═══ SEITE

ORIGINALFASSUNG: 1935


»Er krümmte sich ja nicht. Wer sich nicht krümmte, der hatte keine Schmerzen. Der mußte aufstehen, der brauchte nichts gekocht.

And the winner iiiis … Therese Kien! Gratulation! In der Masse an gemeinen und niederträchtigen Charakteren, die sich in Canettis Blendung im Wien der Zwanziger- oder Dreißigerjahre tummeln, ist es nicht selbstverständlich, als die Fieseste hervorzugehen. Die ungebildete, aber zielsicher nach dem eigenen Vorteil ausgerichtete Haushälterin und baldige Ehefrau des Sinologen und Hardcore-Bücherwurms Peter Kien hat sich durchgesetzt.

══════
═══ AUSGELESENE EINTRÄGE

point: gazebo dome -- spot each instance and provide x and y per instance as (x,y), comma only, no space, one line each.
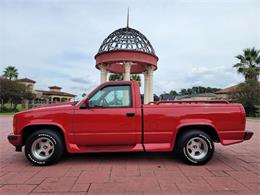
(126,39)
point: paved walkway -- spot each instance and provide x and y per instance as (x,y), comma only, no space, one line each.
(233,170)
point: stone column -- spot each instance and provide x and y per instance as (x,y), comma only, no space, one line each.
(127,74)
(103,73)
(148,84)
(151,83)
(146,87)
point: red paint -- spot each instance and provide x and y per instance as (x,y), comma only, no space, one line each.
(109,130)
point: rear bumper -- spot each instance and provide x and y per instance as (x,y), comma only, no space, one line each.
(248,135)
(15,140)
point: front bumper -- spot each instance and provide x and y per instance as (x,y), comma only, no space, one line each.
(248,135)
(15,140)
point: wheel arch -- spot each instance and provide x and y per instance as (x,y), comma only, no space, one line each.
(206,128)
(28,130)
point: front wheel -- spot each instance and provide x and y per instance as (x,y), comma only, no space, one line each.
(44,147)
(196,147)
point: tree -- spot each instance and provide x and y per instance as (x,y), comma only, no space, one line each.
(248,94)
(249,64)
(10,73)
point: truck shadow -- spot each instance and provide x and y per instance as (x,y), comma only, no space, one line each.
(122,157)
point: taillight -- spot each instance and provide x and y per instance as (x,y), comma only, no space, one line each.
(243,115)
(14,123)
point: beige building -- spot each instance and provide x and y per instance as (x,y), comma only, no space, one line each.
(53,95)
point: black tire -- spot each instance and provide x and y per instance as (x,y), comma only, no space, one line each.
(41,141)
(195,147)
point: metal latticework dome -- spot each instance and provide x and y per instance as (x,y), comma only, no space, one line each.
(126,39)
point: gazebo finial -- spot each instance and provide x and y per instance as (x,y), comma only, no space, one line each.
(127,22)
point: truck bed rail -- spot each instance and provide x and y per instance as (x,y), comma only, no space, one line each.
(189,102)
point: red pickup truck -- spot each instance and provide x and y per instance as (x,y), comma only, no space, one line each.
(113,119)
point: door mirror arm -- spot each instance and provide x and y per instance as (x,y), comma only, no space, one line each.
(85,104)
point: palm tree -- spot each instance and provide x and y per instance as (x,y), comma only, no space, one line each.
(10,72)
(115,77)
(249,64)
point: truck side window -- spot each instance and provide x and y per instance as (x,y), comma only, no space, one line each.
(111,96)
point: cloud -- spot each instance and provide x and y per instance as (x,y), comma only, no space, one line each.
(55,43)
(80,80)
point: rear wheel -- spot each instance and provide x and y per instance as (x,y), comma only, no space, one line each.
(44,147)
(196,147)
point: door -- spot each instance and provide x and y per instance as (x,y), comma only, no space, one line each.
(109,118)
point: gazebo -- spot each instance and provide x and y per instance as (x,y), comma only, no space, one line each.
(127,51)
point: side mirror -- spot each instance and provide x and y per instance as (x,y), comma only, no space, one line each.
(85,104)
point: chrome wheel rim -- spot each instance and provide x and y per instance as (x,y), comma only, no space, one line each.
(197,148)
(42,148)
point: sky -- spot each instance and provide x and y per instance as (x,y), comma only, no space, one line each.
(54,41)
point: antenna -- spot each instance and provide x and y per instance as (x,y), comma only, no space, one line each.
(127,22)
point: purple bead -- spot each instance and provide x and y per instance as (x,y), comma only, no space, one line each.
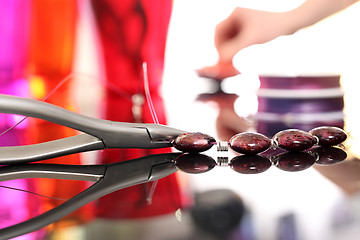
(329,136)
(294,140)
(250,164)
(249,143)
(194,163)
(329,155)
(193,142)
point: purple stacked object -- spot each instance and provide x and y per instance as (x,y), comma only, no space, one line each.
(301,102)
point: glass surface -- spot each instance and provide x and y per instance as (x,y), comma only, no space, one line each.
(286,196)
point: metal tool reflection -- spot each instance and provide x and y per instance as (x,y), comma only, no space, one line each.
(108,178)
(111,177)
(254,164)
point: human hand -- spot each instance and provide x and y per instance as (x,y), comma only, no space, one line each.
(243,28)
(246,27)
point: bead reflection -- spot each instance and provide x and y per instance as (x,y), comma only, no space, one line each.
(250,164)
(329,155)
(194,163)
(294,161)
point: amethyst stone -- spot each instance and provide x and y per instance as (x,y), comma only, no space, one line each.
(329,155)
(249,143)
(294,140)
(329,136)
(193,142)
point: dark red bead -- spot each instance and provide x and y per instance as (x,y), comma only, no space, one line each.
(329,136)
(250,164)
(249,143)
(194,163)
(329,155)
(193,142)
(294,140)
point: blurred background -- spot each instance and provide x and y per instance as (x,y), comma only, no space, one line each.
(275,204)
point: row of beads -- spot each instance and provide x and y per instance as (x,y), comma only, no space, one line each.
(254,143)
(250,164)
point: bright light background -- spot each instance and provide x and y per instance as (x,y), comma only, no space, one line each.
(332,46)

══════

■ BITTE BEARBEITEN
1. Welchen Beruf hat Peter Kien laut dem Text zu Canettis Blendung?
2. Schreib den Text zu Canettis Blendung weiter, beginnend nach seinem letzten Satz.

■ ANTWORTEN JE AUFGABE
1. Peter Kien ist Sinologe.

2.
Dabei könnte man es auch milde formulieren: Diese Eheschließung, basierend auf dem Irrglauben, Therese habe eine gewisse Affinität zu Büchern, weil sie diese immer so sorgsam putzte, wäre auf heutigen Datingseiten anhand gemeinsamer Interessen wohl kaum als Ideallösung vorgeschlagen worden. Er asexuell, eigenbrötlerisch und lebensfremd. Sie sexuell frustriert, gierig und ohne Verstand für Geistiges. Reiner Geist und reiner Körper – da kann der Geist nur verlieren. Und auch wenn der geradezu autistische Wissenschaftler sicher nicht der leichteste Partner ist, als lesende Menschen weiß Canetti uns auf seiner Seite.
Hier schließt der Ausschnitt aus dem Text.